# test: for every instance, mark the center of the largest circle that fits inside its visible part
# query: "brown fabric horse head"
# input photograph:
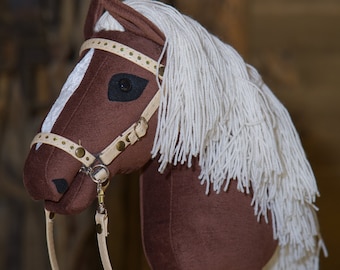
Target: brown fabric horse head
(94, 115)
(217, 123)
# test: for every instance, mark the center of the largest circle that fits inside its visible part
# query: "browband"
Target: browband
(124, 51)
(99, 172)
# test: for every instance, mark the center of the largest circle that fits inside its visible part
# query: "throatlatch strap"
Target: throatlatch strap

※ ※ ※

Short task:
Rewrite the lines above as a JSON list of strings, one string per line, with blank lines omitted. Leave the pictures out of the list.

Finished exercise:
[
  "# test: for every instance, mark the center of the largest circle that fits inside its visible part",
  "# query: \"brown fabric horse head\"",
  "# input photograph:",
  "Target: brown fabric horse head",
  "(94, 115)",
  "(217, 123)",
  "# test: for every instance, mark the center of the largest circle that fits inside its visible part",
  "# query: \"browband\"",
  "Target: browband",
  "(124, 51)",
  "(99, 172)",
  "# test: for every instance, mark the center of the largest circle that fits inside its visible part",
  "# query: \"throatlatch strap\"",
  "Target: throatlatch strap"
]